CONSIGNE DE TRAVAIL A:
Répondez aux questions suivantes à partir du texte sur le plagiat automatisé :
(i) Combien de photos de chiens sont soumises au logiciel d'IA dans l'exemple ?
(ii) Dans quel objet le modèle peut-il voir les grands yeux d'un chihuahua ?
(iii) Quel objet les logiciels d'assistance à la conduite peuvent-ils assimiler à un obstacle solide ?
CONSIGNE DE TRAVAIL B: Veuillez reprendre le texte sur le plagiat automatisé à la suite de sa dernière phrase.

EXTRAIT CHOISI:
※ ※ ※
Le plagiat automatisé
Quand j’étais étudiant en informatique, on définissait l’intelligence artificielle (IA) comme la reproduction par une machine d’un acte humain dont on ne comprend pas le procédé déductif. Ainsi, on pouvait programmer un ordinateur à jouer aux échecs, mais, alors qu’un humain « voit » rapidement le coup à jouer, l’ordinateur en évalue des milliers, et les coups subséquents, pour déterminer le coup le plus prometteur, un mode opératoire assurément différent de celui des humains. En développant le concept de l’apprentissage, on s’est déplacés vers un outil de reconnaissance de formes aux résultats probabilistes. Par exemple, après qu’on lui aura soumis un million de photos de chiens, un logiciel d’IA aura élaboré un modèle visuel de ce qui représente un chien. Devant une nouvelle image, il répondra par un score de la probabilité qu’elle illustre un chien. Et si on lui soumet la photo du chapeau d’un muffin aux bleuets, le modèle pourra y voir, selon une certaine probabilité, les grands yeux d’un chihuahua. En comparaison, un enfant qui ne parle pas encore distinguera un chien d’un muffin dès sa deuxième rencontre. Mais l’ordinateur n’a pas cette intelligence. C’est ainsi que les logiciels d’assistance à la conduite d’une voiture peuvent causer un freinage d’urgence après avoir assimilé à un obstacle solide un simple sac plastique dérivant au sol.
※ ※ ※
Données enregistrées
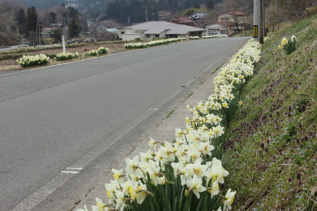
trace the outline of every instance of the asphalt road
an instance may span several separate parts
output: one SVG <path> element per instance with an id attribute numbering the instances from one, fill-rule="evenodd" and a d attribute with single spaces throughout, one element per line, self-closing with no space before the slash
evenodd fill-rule
<path id="1" fill-rule="evenodd" d="M 248 39 L 0 75 L 1 210 L 71 208 Z"/>

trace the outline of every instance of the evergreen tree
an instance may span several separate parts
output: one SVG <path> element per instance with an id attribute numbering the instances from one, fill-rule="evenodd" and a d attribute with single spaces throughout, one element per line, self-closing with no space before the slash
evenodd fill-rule
<path id="1" fill-rule="evenodd" d="M 61 36 L 63 31 L 60 28 L 52 30 L 49 33 L 49 37 L 53 39 L 56 43 L 61 42 Z"/>
<path id="2" fill-rule="evenodd" d="M 76 18 L 73 18 L 70 20 L 68 24 L 68 31 L 69 37 L 75 37 L 80 31 L 80 26 Z"/>
<path id="3" fill-rule="evenodd" d="M 47 14 L 49 18 L 49 25 L 51 23 L 56 23 L 56 13 L 53 11 Z"/>
<path id="4" fill-rule="evenodd" d="M 26 12 L 26 30 L 25 32 L 25 35 L 27 36 L 29 35 L 30 32 L 35 32 L 36 31 L 38 17 L 38 16 L 35 7 L 28 8 Z"/>
<path id="5" fill-rule="evenodd" d="M 65 21 L 65 24 L 66 26 L 67 26 L 68 25 L 68 20 L 67 20 L 67 14 L 66 12 L 64 13 L 63 14 L 63 19 L 62 19 L 62 23 L 61 23 L 61 26 L 62 27 L 64 27 L 65 26 L 64 26 L 64 18 L 66 18 L 66 20 Z"/>
<path id="6" fill-rule="evenodd" d="M 74 7 L 68 7 L 67 8 L 68 9 L 68 10 L 69 10 L 69 15 L 68 15 L 68 16 L 70 18 L 74 18 L 76 20 L 78 21 L 78 16 L 77 16 L 77 13 L 78 12 L 78 11 L 76 11 L 74 9 Z"/>
<path id="7" fill-rule="evenodd" d="M 214 6 L 212 0 L 209 0 L 209 1 L 208 2 L 208 4 L 207 4 L 207 8 L 209 9 L 215 9 L 215 6 Z"/>
<path id="8" fill-rule="evenodd" d="M 26 18 L 24 9 L 21 8 L 16 11 L 13 16 L 13 20 L 17 22 L 18 29 L 20 35 L 24 35 L 25 32 Z"/>

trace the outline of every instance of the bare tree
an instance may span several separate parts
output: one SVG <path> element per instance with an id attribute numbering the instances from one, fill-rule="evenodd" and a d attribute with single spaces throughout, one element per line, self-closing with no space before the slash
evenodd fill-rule
<path id="1" fill-rule="evenodd" d="M 265 23 L 268 28 L 272 28 L 273 32 L 277 24 L 277 12 L 275 5 L 271 4 L 266 8 L 265 18 Z"/>

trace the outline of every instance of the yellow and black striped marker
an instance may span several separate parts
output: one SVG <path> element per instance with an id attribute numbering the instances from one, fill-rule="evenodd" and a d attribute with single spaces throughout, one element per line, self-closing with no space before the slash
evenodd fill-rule
<path id="1" fill-rule="evenodd" d="M 257 37 L 257 25 L 253 26 L 253 37 Z"/>

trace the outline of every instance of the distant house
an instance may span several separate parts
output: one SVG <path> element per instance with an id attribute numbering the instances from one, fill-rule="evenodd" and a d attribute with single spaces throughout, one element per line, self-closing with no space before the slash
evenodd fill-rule
<path id="1" fill-rule="evenodd" d="M 225 22 L 222 21 L 215 22 L 205 26 L 207 35 L 225 35 Z M 238 32 L 236 28 L 234 26 L 234 23 L 227 21 L 227 26 L 228 36 Z M 239 29 L 242 29 L 242 28 L 239 27 Z"/>
<path id="2" fill-rule="evenodd" d="M 185 38 L 204 35 L 205 29 L 166 21 L 149 21 L 118 29 L 119 39 L 133 40 L 136 38 Z"/>
<path id="3" fill-rule="evenodd" d="M 218 17 L 218 22 L 225 21 L 226 16 L 227 21 L 237 22 L 239 25 L 247 22 L 247 20 L 249 17 L 249 14 L 243 12 L 229 11 L 226 13 L 222 13 L 217 15 Z"/>
<path id="4" fill-rule="evenodd" d="M 42 37 L 43 38 L 49 38 L 51 32 L 57 28 L 56 27 L 43 27 L 42 28 Z"/>
<path id="5" fill-rule="evenodd" d="M 210 19 L 210 15 L 208 12 L 195 12 L 188 17 L 204 25 L 208 22 Z"/>
<path id="6" fill-rule="evenodd" d="M 174 23 L 182 24 L 187 26 L 201 27 L 202 25 L 200 22 L 190 18 L 188 16 L 175 16 L 169 22 Z"/>

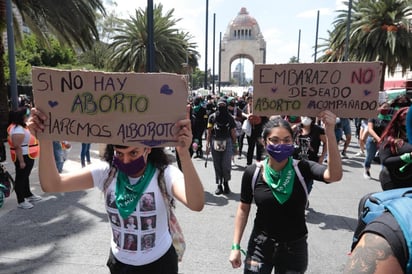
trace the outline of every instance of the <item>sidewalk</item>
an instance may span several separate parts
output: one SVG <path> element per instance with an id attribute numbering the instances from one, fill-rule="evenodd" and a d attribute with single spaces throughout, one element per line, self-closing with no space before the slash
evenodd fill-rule
<path id="1" fill-rule="evenodd" d="M 380 191 L 380 166 L 373 164 L 374 179 L 363 178 L 363 159 L 352 138 L 343 162 L 343 179 L 338 183 L 315 182 L 307 211 L 309 229 L 309 267 L 306 273 L 342 273 L 357 223 L 359 199 L 366 193 Z M 246 141 L 245 141 L 246 143 Z M 247 145 L 244 147 L 244 152 Z M 92 145 L 93 157 L 98 147 Z M 80 144 L 74 144 L 65 170 L 80 167 Z M 229 263 L 234 217 L 239 202 L 240 182 L 246 158 L 232 166 L 232 194 L 214 195 L 213 164 L 205 168 L 205 159 L 193 159 L 205 188 L 206 204 L 202 212 L 192 212 L 177 203 L 177 217 L 182 226 L 187 249 L 180 274 L 243 273 Z M 9 168 L 10 167 L 10 168 Z M 14 166 L 7 163 L 9 171 Z M 16 208 L 15 196 L 0 209 L 0 274 L 95 274 L 108 273 L 110 230 L 104 210 L 103 195 L 95 189 L 73 193 L 43 193 L 38 182 L 37 166 L 31 186 L 43 197 L 30 210 Z M 14 194 L 13 194 L 14 195 Z M 255 207 L 242 238 L 246 247 L 253 225 Z"/>

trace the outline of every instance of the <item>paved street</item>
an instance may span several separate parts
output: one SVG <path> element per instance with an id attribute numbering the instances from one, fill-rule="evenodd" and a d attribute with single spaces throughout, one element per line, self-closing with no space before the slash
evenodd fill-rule
<path id="1" fill-rule="evenodd" d="M 309 228 L 309 267 L 307 273 L 341 273 L 346 262 L 357 221 L 357 204 L 368 192 L 379 191 L 379 165 L 372 165 L 374 180 L 363 178 L 363 158 L 356 138 L 343 160 L 341 182 L 326 185 L 315 182 L 307 212 Z M 98 145 L 92 145 L 94 160 Z M 247 149 L 246 140 L 244 152 Z M 80 144 L 75 143 L 65 171 L 80 167 Z M 8 155 L 9 156 L 9 155 Z M 14 166 L 3 163 L 14 175 Z M 179 273 L 226 274 L 243 273 L 232 269 L 228 257 L 232 244 L 234 216 L 239 200 L 240 180 L 246 159 L 235 159 L 231 189 L 228 196 L 215 196 L 213 163 L 209 159 L 193 159 L 202 178 L 206 206 L 200 213 L 190 212 L 181 204 L 177 215 L 184 230 L 187 250 Z M 0 208 L 0 274 L 11 273 L 108 273 L 105 266 L 109 253 L 109 225 L 104 211 L 104 199 L 98 190 L 63 194 L 43 193 L 39 186 L 37 165 L 31 176 L 31 186 L 43 200 L 30 210 L 17 209 L 14 193 Z M 241 243 L 246 247 L 254 210 Z"/>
※ ※ ※
RÉSULTAT ATTENDU A:
(i) Un million.
(ii) Dans le chapeau d'un muffin aux bleuets.
(iii) Un simple sac plastique dérivant au sol.

RÉSULTAT ATTENDU B:
Mais aujourd’hui, on pousse la supercherie plus loin en envahissant le domaine de la création écrite ou visuelle. Un logiciel comme ChatGPT, alimenté de millions de textes, nous en restitue une sorte de moyenne, faisant croire à une sorte de réflexion. Et comme une partie des textes sources contiendront des erreurs ou des faussetés, le résultat final en fera autant, l’algorithme n’étant doté d’aucun véritable discernement, seulement d’une pondération qu’on aura pu attribuer à certaines sources. Quel est l’intérêt pour Microsoft, et maintenant Google, d’intégrer ces IA à leur moteur de recherche ? Faire plus d’argent. En effet, si, au lieu de retourner une liste de sites Web traitant du sujet recherché, le moteur peut fournir une réponse qui semble adéquate, l’utilisateur n’ira pas voir ailleurs — au risque de se faire berner par de mauvaises réponses. Mais qu’importe, car il ne verra pas les publicités d’autrui, mais celles proposées par le moteur de recherche. Et si les documents sources sont, par exemple, des articles de journaux, n’étant pas cités ni visités, on n’aura pas à verser de droits à leurs auteurs. Copier des textes ou les remanier sans citer ses sources, en les faisant passer pour une création originale, constitue la définition du plagiat. L’IA permet de l’automatiser, et même de l’anonymiser, car on ne sait plus déterminer quels documents, parmi la myriade consultée, ont été plagiés. La seule véritable intelligence ici est celle des humains, ceux dont les travaux sont plagiés, et ceux qui profitent financièrement de ce plagiat.